** START Data provided **

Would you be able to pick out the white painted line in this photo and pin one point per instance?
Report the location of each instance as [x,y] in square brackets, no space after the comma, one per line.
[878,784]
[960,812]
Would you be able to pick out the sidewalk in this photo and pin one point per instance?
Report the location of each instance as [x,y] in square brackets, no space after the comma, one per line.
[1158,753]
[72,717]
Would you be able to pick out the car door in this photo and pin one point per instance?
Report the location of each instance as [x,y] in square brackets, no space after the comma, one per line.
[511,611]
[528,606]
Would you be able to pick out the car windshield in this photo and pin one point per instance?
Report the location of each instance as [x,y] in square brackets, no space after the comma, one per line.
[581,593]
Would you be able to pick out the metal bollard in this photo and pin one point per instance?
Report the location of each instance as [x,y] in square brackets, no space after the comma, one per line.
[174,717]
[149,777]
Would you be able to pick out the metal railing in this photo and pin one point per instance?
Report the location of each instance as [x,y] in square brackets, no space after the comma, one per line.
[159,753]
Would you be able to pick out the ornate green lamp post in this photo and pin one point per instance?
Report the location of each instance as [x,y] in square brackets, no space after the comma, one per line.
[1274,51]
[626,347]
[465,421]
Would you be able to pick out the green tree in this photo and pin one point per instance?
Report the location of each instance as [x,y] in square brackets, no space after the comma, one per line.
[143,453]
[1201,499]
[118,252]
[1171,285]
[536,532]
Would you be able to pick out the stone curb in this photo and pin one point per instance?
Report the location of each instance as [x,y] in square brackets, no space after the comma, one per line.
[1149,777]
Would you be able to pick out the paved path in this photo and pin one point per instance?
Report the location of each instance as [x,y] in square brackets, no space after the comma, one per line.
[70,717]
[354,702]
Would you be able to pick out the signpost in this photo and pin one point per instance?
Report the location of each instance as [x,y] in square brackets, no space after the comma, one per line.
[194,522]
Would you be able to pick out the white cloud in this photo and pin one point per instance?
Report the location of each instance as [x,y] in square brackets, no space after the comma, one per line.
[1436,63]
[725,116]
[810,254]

** END Data provided **

### Set exercise
All of the data needs to be reproduced exactly, with no line missing.

### Task answer
Would you be able to pick out the white painted line in this photo and pin one point per instance?
Report the location of each instance as [x,y] in square brackets, no space after the comma, one per line.
[878,784]
[960,812]
Would you be able to pick out the sidewalk in this photo and pin one point per instance?
Report the location of each instance as [x,y] in square brackets, no space after the comma, one per line.
[1158,753]
[72,717]
Would you be able to pick out the car door in this photo and pin one point per instance?
Report the location of each instance as [x,y] in square brackets, no space after the comma, one per line.
[511,611]
[528,606]
Would you be able to pick out the car windshield in this photo and pin one point per instance?
Report the location of each instance as [x,y] in square brackets, no space after the comma, one per line.
[581,593]
Would you be able to pick out the metal bollard in this photo and pin one point per instance?
Report the location of each instance as [x,y] in square brackets, no space after the comma, one per line.
[174,717]
[149,777]
Would you be able to pick out the metal railing in this photo and pin one point per instance?
Report the location of each instance as [x,y] in square brackets, no space after the comma, one per line.
[159,753]
Would you be able to pick out the ornate green lamp post in this photo and pin one point per instance?
Report the location of each instance as [x,y] in square brackets, no space after the comma, one per line.
[1274,51]
[626,347]
[465,421]
Would you be able to pick out the green tree in this photo and pin one point per instance?
Report the location of each instance as [x,y] in square brackets, no space after the comma, one per line.
[143,453]
[1201,499]
[118,252]
[1171,285]
[536,532]
Would you be able to pick out the stone curb in this photo and pin one point per instance?
Report the location of each instance as [x,y] in square brackets, no space after the comma, one per line.
[1149,777]
Would you be able to pick out the paved path in this photo and pin one point per instance?
Report the location of each instance as [x,y] in square brackets, no space after the comma, one per line.
[70,717]
[354,702]
Would you be able to pick out the signpost in this photo and pin one point per instance?
Report the location of each instance as [x,y] in square brackets, no space after the comma, one per line.
[194,522]
Would you be able to pick out the white cloud in this photo and pin one point per instance?
Report the location of each instance as [x,y] in square brackets, no space after the comma, one per line.
[1436,63]
[725,116]
[810,254]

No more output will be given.